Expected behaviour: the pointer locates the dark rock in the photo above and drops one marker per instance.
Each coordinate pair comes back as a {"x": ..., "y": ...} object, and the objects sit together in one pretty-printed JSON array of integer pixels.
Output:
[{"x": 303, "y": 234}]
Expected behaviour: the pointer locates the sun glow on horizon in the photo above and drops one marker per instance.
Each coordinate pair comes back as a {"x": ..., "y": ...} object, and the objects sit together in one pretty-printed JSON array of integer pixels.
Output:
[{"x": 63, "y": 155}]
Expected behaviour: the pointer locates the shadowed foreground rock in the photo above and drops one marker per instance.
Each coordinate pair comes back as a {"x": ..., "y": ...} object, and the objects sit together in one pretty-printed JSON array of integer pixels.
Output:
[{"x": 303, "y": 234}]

- - - -

■ What to do ■
Line by line, copy the records exactly.

■ Written solution ■
Expected behaviour: the pointer locates the dark rock in the photo above and drops one marker per instance.
Each coordinate pair comes back as a {"x": ..., "y": ...} object, and the objects sit together in one pretty-printed JSON array of integer pixels.
Output:
[{"x": 303, "y": 234}]
Expected behaviour: the pointer locates the sun glow on horizon in the photo above and drops one marker per instance.
Each coordinate pair comes back as a {"x": ..., "y": ...} object, and the objects sit together in one pretty-printed JSON array of integer pixels.
Output:
[{"x": 63, "y": 155}]
Expected behaviour: the pointer locates the shadowed foreground rock in the photo above and drops one marker per instance.
Each coordinate pair comes back as a {"x": ..., "y": ...} object, and the objects sit together in one pretty-printed JSON array of integer pixels.
Output:
[{"x": 303, "y": 234}]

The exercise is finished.